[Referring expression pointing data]
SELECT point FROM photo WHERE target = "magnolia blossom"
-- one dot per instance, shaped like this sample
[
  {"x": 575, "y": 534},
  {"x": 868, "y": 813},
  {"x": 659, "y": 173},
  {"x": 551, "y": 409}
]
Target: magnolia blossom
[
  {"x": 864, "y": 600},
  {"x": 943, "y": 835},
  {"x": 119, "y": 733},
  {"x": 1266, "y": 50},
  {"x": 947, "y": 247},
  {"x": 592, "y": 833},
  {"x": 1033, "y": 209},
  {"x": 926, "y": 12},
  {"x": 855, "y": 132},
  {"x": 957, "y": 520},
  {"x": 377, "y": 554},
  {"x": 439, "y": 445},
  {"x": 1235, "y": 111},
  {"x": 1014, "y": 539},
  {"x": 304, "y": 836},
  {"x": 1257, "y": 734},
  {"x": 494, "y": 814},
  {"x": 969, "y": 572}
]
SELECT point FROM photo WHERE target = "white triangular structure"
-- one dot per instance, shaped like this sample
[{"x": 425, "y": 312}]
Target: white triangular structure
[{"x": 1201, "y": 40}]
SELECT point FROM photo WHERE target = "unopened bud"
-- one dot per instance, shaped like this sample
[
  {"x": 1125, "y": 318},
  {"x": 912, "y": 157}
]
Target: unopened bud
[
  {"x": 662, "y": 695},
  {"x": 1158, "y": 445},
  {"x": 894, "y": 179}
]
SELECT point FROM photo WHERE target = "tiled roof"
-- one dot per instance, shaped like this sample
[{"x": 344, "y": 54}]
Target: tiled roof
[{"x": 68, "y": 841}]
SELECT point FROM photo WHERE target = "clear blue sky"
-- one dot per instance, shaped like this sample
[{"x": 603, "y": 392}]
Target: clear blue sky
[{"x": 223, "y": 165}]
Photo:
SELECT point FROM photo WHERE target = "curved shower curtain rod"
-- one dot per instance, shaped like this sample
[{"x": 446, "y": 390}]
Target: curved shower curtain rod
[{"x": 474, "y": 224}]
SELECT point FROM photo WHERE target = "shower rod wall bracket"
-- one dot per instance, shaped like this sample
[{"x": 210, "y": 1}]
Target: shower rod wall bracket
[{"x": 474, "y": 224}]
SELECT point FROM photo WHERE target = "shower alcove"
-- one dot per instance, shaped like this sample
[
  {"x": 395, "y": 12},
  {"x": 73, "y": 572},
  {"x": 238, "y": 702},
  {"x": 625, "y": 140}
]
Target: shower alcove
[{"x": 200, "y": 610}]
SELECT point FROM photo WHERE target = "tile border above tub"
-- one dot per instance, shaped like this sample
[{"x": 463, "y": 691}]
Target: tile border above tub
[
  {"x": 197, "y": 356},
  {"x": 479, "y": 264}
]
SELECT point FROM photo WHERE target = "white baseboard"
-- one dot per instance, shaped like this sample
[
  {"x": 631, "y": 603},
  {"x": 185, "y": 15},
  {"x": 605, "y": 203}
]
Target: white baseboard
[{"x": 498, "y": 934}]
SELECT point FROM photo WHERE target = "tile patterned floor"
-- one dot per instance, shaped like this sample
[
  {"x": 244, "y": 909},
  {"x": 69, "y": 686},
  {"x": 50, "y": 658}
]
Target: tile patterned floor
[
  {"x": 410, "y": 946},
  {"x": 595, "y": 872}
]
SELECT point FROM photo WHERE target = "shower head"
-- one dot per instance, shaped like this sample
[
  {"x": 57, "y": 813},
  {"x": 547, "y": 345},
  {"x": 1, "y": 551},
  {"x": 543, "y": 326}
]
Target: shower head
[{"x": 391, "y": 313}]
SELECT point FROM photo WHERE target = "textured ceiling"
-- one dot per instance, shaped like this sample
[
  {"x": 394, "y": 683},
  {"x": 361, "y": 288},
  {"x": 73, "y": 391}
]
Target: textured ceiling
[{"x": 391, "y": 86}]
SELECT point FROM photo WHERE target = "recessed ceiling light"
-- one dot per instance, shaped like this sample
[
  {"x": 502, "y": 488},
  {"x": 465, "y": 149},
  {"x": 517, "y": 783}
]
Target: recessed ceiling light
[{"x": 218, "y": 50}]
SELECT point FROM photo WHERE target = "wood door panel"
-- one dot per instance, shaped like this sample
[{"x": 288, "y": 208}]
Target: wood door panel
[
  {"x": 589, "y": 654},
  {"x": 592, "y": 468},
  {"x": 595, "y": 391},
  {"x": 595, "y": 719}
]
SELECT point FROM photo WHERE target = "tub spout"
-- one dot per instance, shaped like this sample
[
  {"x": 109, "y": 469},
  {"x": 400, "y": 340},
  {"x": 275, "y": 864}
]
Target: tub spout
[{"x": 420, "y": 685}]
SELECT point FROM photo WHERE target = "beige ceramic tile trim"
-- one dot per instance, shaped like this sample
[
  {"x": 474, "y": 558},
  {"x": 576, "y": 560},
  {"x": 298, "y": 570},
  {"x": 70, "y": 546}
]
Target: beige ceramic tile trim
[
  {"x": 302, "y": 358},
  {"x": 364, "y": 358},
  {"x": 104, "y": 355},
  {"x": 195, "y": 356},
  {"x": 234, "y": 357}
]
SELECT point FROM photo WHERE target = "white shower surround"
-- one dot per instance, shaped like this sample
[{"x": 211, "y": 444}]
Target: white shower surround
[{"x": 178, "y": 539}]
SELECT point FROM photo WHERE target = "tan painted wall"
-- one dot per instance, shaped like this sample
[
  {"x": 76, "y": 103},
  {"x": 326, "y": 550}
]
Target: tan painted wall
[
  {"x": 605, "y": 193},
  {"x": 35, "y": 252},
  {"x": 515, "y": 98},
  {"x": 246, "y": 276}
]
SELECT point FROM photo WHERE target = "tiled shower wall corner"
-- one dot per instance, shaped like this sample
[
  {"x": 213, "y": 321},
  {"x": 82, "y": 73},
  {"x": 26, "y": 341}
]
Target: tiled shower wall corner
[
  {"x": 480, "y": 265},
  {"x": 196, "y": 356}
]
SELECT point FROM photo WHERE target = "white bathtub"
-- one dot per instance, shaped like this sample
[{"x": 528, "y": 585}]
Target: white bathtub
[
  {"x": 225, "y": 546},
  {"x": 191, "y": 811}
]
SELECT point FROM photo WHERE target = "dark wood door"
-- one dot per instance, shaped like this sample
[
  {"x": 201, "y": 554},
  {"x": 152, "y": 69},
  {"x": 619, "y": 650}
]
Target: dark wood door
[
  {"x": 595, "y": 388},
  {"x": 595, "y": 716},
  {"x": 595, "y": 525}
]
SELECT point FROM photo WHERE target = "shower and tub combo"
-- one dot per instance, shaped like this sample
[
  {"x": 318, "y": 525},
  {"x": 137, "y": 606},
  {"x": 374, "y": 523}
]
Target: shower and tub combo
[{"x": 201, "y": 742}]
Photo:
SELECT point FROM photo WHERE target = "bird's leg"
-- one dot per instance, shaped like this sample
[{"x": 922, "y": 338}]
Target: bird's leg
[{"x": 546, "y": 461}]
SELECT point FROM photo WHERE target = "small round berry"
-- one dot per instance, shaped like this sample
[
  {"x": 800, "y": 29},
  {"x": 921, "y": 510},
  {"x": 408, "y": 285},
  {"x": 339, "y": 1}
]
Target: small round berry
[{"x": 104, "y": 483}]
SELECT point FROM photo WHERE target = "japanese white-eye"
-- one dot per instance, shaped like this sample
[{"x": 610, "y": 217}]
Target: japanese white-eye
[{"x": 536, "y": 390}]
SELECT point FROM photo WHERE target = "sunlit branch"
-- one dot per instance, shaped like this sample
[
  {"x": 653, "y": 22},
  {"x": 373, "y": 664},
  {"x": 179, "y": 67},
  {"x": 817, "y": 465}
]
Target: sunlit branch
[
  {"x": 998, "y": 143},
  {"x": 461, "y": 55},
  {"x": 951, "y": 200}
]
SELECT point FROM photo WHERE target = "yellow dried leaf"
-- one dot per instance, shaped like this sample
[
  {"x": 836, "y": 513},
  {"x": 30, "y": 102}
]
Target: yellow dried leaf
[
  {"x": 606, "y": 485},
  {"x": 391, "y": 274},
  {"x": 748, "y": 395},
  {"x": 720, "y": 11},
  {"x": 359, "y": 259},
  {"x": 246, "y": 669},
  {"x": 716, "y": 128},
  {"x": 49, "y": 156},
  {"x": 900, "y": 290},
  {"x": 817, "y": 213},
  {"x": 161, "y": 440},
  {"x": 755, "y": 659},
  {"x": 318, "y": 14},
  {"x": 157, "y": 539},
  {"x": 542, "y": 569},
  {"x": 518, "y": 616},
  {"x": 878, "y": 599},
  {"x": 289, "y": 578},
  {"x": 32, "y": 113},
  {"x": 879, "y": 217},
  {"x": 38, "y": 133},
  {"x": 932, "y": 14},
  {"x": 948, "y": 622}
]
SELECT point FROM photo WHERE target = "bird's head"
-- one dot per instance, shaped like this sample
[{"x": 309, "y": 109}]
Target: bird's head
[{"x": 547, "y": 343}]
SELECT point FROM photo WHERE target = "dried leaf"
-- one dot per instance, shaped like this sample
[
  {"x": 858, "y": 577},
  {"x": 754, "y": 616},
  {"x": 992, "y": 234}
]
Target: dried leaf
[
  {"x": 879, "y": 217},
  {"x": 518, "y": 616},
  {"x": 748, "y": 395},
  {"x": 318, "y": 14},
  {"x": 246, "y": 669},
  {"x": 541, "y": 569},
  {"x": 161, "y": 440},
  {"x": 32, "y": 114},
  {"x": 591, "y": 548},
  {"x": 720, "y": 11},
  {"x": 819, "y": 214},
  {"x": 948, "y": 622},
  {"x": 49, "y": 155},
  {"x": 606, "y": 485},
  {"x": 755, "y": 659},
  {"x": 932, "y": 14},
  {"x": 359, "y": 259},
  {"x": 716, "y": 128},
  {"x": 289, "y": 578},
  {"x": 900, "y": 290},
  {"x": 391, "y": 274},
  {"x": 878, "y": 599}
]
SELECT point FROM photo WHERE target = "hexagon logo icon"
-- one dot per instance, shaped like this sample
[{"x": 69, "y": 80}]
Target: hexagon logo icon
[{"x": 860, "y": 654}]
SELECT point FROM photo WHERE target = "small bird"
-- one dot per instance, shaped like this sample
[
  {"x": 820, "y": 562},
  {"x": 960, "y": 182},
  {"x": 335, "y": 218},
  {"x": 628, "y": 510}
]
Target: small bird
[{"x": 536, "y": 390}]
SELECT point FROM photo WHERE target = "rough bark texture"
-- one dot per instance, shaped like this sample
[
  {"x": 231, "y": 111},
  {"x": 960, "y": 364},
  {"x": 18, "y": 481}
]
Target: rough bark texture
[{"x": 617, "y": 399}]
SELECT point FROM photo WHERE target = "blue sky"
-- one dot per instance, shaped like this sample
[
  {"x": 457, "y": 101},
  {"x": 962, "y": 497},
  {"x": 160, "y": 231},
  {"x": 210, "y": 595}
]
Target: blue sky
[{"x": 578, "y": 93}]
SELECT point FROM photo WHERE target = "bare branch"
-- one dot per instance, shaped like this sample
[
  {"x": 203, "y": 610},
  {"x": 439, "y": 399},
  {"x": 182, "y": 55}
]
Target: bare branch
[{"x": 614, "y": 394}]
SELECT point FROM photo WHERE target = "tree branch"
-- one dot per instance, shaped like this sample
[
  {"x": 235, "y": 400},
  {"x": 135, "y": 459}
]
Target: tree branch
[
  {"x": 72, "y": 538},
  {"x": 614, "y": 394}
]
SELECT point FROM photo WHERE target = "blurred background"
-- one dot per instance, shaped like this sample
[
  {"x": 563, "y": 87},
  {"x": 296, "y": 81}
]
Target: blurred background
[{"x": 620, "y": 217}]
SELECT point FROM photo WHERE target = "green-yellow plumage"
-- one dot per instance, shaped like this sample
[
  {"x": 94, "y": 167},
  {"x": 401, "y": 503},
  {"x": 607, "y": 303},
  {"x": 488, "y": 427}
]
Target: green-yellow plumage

# Work item:
Every line in the records above with the string "green" in it should be shown.

# Expected answer:
SELECT point FROM photo WHERE target = "green-yellow plumage"
Target: green-yellow plumage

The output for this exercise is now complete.